Written problem: Put each line of the material below into a JSON list of strings, one string per line, skipping any blank lines.

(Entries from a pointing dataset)
------------------------

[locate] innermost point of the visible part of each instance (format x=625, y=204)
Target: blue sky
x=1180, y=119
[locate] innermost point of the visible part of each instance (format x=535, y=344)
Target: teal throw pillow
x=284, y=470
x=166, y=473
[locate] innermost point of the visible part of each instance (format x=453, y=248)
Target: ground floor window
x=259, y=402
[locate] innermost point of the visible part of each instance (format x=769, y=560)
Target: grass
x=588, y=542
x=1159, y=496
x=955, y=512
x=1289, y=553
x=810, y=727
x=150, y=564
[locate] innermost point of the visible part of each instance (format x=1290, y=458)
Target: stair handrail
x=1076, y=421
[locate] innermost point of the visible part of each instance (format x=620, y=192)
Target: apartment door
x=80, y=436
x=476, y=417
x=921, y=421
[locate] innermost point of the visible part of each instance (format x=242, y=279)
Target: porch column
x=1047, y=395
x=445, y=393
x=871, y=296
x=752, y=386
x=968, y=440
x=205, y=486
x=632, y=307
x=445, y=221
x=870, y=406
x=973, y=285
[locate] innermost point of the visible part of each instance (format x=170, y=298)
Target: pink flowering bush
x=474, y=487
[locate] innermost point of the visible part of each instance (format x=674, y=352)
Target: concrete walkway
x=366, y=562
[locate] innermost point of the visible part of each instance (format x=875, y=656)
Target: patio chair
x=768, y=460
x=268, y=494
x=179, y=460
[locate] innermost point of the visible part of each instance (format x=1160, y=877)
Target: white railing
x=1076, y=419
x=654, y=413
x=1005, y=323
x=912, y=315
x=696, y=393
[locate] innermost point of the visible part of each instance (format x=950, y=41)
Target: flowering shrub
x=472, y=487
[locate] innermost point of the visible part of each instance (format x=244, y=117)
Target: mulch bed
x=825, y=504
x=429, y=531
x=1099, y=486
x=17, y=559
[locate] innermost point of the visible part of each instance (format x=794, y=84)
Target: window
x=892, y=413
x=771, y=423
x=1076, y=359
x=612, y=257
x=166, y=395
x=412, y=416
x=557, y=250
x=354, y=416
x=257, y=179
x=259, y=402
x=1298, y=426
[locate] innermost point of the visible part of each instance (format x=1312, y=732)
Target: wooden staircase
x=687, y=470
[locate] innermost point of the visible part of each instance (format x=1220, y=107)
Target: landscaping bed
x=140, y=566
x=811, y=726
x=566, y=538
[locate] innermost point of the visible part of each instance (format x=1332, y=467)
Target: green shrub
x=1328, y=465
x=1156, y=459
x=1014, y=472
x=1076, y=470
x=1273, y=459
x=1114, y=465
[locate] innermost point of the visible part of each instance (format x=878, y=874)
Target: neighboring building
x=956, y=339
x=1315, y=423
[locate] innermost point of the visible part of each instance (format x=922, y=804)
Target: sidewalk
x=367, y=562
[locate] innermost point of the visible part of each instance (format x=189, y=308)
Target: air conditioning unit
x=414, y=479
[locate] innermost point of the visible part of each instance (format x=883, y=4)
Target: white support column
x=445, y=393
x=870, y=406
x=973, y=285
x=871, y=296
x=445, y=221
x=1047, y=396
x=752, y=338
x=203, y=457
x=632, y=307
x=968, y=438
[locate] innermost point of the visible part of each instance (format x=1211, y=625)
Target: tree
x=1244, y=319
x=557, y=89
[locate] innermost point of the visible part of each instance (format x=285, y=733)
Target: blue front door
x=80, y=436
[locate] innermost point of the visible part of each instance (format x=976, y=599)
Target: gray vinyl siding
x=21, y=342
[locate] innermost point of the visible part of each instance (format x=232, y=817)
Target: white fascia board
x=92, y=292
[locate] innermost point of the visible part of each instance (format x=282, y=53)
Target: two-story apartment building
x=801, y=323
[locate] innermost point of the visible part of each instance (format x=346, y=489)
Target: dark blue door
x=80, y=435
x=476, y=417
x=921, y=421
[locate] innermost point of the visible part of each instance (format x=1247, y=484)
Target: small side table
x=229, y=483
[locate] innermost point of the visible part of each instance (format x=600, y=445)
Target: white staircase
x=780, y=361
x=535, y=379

------------------------

The answer:
[
  "[locate] innermost point of the visible part of each instance (format x=625, y=204)",
  "Target: blue sky",
  "x=1180, y=119",
  "[locate] innermost point of the visible part of each instance (format x=535, y=344)",
  "Target: teal throw pillow",
  "x=284, y=470",
  "x=166, y=473",
  "[locate] innermost point of the visible part of each instance (format x=453, y=248)",
  "Target: ground floor window",
  "x=259, y=402",
  "[locate] innermost point of the visible part of each instance (format x=769, y=560)",
  "Target: grass",
  "x=588, y=542",
  "x=1159, y=496",
  "x=955, y=512",
  "x=1289, y=553",
  "x=810, y=727",
  "x=150, y=564",
  "[locate] innermost point of the visible part of each instance (format x=1290, y=458)",
  "Target: stair handrail",
  "x=1076, y=421",
  "[locate] innermost point of the visible part of each instance (format x=620, y=192)",
  "Target: apartment door",
  "x=80, y=436",
  "x=476, y=417",
  "x=921, y=421",
  "[locate] innermost point of the visible part of each instance (format x=242, y=279)",
  "Target: porch column",
  "x=1047, y=395",
  "x=445, y=393",
  "x=871, y=296",
  "x=752, y=386",
  "x=968, y=440",
  "x=205, y=486",
  "x=632, y=307",
  "x=445, y=221",
  "x=870, y=406",
  "x=973, y=285",
  "[locate] innermost point of the visible part of each instance (format x=170, y=298)",
  "Target: pink flowering bush",
  "x=474, y=487",
  "[locate] innermost point of the visible part of each instance (format x=674, y=352)",
  "Target: concrete walkway",
  "x=366, y=562",
  "[locate] innermost point of the visible part of each instance (format x=875, y=656)",
  "Target: patio chair",
  "x=768, y=460",
  "x=268, y=494",
  "x=179, y=460",
  "[locate] innermost point of the visible part of each instance (format x=1160, y=877)",
  "Target: white railing",
  "x=1076, y=419",
  "x=654, y=413",
  "x=1005, y=323",
  "x=912, y=315",
  "x=696, y=393",
  "[locate] innermost point of the visible part of each instance (format x=950, y=41)",
  "Target: flowering shrub",
  "x=472, y=487",
  "[locate] innermost point of the visible part of each instance (format x=244, y=117)",
  "Target: mulch bed",
  "x=825, y=504",
  "x=429, y=531",
  "x=1099, y=486",
  "x=17, y=559",
  "[locate] innermost point of the visible part of each instance (format x=794, y=84)",
  "Target: window",
  "x=892, y=413",
  "x=771, y=423",
  "x=1076, y=359",
  "x=612, y=257",
  "x=166, y=395",
  "x=412, y=416",
  "x=557, y=250",
  "x=354, y=416",
  "x=257, y=179",
  "x=259, y=402",
  "x=1298, y=426",
  "[locate] innermost point of the visible part of each instance (format x=1312, y=732)",
  "Target: wooden staircase",
  "x=687, y=470",
  "[locate] innermost point of the visible part of each instance (format x=1220, y=107)",
  "Target: landscaping bed",
  "x=140, y=566",
  "x=811, y=726",
  "x=566, y=538",
  "[locate] innermost point of the visible part of each instance (format x=1332, y=467)",
  "Target: green shrub",
  "x=1328, y=465",
  "x=1156, y=459",
  "x=1014, y=472",
  "x=1076, y=470",
  "x=1273, y=459",
  "x=1114, y=465",
  "[locate] innermost point of the visible part of each instance (format x=878, y=874)",
  "Target: neighboring building",
  "x=956, y=339",
  "x=1315, y=423",
  "[locate] innermost point of the visible part of each instance (format x=922, y=804)",
  "Target: sidewalk",
  "x=367, y=562",
  "[locate] innermost point of the visible part of each instance (format x=189, y=308)",
  "Target: air conditioning unit",
  "x=414, y=479",
  "[locate] innermost point of the visible part of each instance (format x=883, y=4)",
  "Target: white support column",
  "x=445, y=393",
  "x=870, y=406",
  "x=973, y=285",
  "x=871, y=296",
  "x=445, y=221",
  "x=1047, y=396",
  "x=752, y=338",
  "x=203, y=457",
  "x=632, y=307",
  "x=968, y=438",
  "[locate] innermost point of the visible part of each instance (format x=1211, y=625)",
  "Target: tree",
  "x=1244, y=319",
  "x=557, y=89",
  "[locate] innermost point of the visible part of each instance (format x=285, y=733)",
  "Target: blue front door",
  "x=80, y=436",
  "[locate] innermost point of the visible part of each instance (format x=976, y=599)",
  "Target: gray vinyl siding",
  "x=21, y=342",
  "[locate] innermost point of the visible part of each instance (format x=232, y=817)",
  "Target: white fascia board",
  "x=92, y=292",
  "[locate] innermost point of the visible part of each instance (format x=282, y=53)",
  "Target: two-story apartment building",
  "x=801, y=323",
  "[locate] innermost point of the visible part of each instance (format x=346, y=489)",
  "Target: dark blue door",
  "x=80, y=435",
  "x=476, y=417",
  "x=921, y=421",
  "[locate] innermost point of the visible part of each instance (format x=1247, y=484)",
  "Target: small side table",
  "x=229, y=483",
  "[locate] innermost point of the visible part of each instance (format x=600, y=445)",
  "Target: white staircase",
  "x=780, y=361",
  "x=535, y=379"
]